Given text:

Additional Questions

This section focuses on the results of further questions. Participants were asked to rank AI methods according to which one they are likely to use themselves. To calculate the answer, Microsoft Excel (Microsoft Corp., Redmond, WA, United States) was used. The ranking results of the preferred AI complexity usage for assessment in selection are as follows: (1) algorithm, (2) robotic interview, and (3) speech analysis. Given these three methods, according to the results, the candidates would prefer to be assessed by an algorithm and least likely to prefer being assessed by speech analysis during a personnel selection process. This finding supports the results of MANOVA when knowledge is assessed. This is because, in MANOVA, speech analysis was the most unpopular method. When strengths and weaknesses were assessed, speech analysis was perceived as a better assessment method than robotic interview. In summary, offering no tradeoffs through direct ranking, speech analysis is the least preferred method.

The respondents estimated the use of AI in future application processes. The results show that 6.3% thought that AI will always be used, more than half (53.1%) thought that AI will often be used, around one third (30.2%) thought that AI will be occasionally used, and 10.4% thought that AI will be rarely used. None of the participants thought that AI will never be used in future selection processes. In other words, more than half of the participants predicted that AI will often be used by HR, and none of them predicted an HR future without AI.

Next, the participants provided insights into their preparation levels of AI use in the application process. The results indicate that 1.0% felt very well prepared, 12.5% felt well prepared, around one third (32.3%) felt neither well nor poorly prepared, 38.5% felt poorly prepared, and 15.6% felt very poorly prepared. This means that more than half of the respondents felt poorly or very poorly prepared for the future use of AI in personnel selection.

Finally, the participants provided insights into whether they have already dealt with AI in any application process. Less than 10% (9.4%) stated that they have come into contact with AI during a selection process. This result reveals the relatively low frequency of AI use in this study’s sample.

Exercise tasks:
- a) Answer these questions from the passage on AI in personnel selection:
(i) Which of the three AI methods was ranked as least preferred for assessment?
(ii) What percentage of respondents thought AI will often be used in future application processes?
(iii) What percentage of participants stated that they had come into contact with AI during a selection process?
- b) Carry on the passage on AI in personnel selection from its final sentence with one further paragraph in the same formal register.

Stored rows:
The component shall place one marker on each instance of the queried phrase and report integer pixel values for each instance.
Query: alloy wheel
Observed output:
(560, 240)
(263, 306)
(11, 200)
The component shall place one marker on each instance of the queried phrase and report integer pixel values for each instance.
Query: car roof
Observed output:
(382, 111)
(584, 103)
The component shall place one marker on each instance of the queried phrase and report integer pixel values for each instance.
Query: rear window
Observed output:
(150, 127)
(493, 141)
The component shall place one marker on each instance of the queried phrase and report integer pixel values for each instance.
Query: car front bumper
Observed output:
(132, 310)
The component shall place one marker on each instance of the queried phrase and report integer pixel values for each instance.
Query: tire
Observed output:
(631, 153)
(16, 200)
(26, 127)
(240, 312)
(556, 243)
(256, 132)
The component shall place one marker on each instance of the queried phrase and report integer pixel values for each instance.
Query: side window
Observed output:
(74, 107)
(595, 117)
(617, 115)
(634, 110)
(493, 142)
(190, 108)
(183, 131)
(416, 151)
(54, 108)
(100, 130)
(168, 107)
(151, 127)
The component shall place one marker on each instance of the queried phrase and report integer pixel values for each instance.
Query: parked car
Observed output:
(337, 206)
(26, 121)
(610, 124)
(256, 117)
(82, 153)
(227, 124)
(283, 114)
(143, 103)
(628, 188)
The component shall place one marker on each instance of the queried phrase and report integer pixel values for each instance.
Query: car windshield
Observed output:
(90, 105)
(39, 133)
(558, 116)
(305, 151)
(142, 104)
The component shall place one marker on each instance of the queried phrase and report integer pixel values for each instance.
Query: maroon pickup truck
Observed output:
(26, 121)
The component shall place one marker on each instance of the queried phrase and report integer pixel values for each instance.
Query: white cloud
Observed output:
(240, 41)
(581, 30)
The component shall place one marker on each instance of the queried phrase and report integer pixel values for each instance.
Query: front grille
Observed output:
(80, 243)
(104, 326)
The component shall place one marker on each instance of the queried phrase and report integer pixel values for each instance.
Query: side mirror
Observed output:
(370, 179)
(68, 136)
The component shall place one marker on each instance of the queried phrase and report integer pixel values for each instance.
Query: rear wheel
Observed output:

Answers given:
- a)
(i) Speech analysis
(ii) 53.1%
(iii) 9.4%

- b)
Discussion

The aim of this study was to answer the question regarding the extent to which AI complexity, intangibility, and reliability impact candidates’ perception of assessment quality in selection processes. Our results generally align well with previous research in the field, as highest assessment quality is associated with reduced AI complexity and intangibility, and high reliability. Candidates seem to be skeptical towards complex AI, for which they may lack understanding (see for example Mirowska and Mesnet, 2021). Of note, system reliability is only relevant in association with the other dimensions of AI, indicating that the mere mentioning, that AI is reliable does not improve assessment quality perceptions. Potentially, this may be due to a lack of information on the functioning of the different AI methods in this study (see Langer et al., 2021b).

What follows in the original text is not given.